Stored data
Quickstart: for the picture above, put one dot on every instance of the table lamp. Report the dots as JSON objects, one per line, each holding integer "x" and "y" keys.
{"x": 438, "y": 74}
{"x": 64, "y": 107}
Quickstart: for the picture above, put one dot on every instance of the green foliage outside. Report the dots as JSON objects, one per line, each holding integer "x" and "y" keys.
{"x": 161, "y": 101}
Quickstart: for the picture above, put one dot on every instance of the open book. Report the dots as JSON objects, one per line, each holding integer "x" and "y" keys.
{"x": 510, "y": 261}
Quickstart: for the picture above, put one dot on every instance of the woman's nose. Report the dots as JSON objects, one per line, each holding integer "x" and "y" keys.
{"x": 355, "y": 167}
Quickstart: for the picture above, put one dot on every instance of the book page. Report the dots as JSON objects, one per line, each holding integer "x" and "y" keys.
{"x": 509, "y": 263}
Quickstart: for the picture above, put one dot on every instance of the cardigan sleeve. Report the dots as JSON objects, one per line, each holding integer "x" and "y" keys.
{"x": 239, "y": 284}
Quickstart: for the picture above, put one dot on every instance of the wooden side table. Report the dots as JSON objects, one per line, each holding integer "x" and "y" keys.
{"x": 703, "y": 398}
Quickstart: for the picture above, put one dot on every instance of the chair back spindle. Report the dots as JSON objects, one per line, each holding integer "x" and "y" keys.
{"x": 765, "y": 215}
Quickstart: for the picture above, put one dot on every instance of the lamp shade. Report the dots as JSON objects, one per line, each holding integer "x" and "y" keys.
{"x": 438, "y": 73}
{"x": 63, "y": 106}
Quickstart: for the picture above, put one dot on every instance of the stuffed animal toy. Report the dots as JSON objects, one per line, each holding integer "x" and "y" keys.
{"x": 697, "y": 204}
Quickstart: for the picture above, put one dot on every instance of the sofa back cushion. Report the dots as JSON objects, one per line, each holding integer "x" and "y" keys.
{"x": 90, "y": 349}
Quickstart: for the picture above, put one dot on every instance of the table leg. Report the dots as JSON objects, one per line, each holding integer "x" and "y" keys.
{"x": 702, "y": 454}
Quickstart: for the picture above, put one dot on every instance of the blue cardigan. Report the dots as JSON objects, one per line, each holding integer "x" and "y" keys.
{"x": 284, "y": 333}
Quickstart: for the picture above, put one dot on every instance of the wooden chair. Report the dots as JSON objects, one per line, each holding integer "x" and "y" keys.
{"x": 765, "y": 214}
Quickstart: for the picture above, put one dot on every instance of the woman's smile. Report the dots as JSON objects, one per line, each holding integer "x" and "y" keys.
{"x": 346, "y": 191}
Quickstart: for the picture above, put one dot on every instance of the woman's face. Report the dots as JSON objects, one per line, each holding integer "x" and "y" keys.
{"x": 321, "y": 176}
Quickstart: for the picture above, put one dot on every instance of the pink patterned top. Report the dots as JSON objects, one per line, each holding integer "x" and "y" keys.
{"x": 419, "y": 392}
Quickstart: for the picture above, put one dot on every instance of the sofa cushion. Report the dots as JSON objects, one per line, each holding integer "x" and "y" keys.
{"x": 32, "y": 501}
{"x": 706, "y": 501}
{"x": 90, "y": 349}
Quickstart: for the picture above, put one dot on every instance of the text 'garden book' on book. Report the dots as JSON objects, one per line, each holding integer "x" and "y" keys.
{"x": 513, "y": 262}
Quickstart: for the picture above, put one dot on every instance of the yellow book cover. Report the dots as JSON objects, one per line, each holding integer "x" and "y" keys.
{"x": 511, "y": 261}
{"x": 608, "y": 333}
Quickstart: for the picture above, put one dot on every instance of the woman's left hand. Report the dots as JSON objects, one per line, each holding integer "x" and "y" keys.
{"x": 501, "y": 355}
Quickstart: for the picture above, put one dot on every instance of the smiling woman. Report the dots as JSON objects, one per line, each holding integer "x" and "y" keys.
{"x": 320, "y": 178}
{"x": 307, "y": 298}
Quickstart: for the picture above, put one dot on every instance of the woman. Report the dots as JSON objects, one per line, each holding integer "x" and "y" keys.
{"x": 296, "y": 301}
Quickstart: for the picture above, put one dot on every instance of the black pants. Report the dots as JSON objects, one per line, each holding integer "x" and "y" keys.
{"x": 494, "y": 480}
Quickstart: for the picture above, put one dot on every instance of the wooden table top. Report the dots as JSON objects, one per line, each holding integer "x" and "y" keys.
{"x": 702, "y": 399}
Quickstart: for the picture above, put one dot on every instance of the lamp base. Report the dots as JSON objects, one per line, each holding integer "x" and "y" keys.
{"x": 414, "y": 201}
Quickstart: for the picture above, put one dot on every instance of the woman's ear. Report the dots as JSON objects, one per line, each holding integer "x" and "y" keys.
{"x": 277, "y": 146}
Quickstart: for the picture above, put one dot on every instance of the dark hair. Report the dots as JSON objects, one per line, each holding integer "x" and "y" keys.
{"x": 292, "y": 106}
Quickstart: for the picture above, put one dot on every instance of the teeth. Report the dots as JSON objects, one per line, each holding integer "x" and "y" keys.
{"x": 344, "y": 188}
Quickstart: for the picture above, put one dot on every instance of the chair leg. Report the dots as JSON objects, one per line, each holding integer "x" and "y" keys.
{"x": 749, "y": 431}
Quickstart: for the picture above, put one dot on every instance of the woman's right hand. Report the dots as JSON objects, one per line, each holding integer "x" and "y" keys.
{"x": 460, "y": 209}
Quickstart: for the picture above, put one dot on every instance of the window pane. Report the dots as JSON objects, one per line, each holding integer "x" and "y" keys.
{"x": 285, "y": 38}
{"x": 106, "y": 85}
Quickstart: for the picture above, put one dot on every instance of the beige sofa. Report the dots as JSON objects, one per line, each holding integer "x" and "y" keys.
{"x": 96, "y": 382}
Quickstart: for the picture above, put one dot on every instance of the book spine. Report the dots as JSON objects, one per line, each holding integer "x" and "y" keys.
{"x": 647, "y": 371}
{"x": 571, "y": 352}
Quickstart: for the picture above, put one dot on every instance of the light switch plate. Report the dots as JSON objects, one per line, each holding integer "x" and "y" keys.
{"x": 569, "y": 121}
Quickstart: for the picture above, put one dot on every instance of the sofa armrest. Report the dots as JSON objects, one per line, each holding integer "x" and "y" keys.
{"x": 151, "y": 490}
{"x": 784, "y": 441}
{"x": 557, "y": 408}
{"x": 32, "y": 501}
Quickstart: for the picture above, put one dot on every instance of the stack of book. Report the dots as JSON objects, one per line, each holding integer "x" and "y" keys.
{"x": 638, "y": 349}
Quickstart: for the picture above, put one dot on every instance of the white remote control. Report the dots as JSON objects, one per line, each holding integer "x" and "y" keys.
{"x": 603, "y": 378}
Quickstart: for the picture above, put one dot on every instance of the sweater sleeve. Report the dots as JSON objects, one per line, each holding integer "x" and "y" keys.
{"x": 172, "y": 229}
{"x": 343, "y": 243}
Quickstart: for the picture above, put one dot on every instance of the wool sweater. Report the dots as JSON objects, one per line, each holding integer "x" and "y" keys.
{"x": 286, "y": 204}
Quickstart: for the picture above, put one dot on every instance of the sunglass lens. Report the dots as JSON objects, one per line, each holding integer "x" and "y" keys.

* Brief: Output exactly the lines above, from the one holding "of the white" through the end of the data, including the first and last.

* Output of the task:
Quickstart: for the picture above, put one dot on every instance of the white remote control. Report the dots as JSON objects, one per line, each holding integer "x" and "y" keys.
{"x": 603, "y": 378}
Quickstart: for the picture above, put one dot on every instance of the sweater sleeve. Report the dots as JSON objects, one per line, each holding integer "x" and "y" keys.
{"x": 172, "y": 229}
{"x": 343, "y": 243}
Quickstart: for the picture above, put one dot on every instance of the wool sweater. Report the dots as JSON objects, one per line, each holding integer "x" and "y" keys.
{"x": 286, "y": 204}
Quickstart: for the picture above, put one dot on every instance of the sunglass lens. Report the dots as JSON objects, one per line, each holding integer "x" and "y" keys.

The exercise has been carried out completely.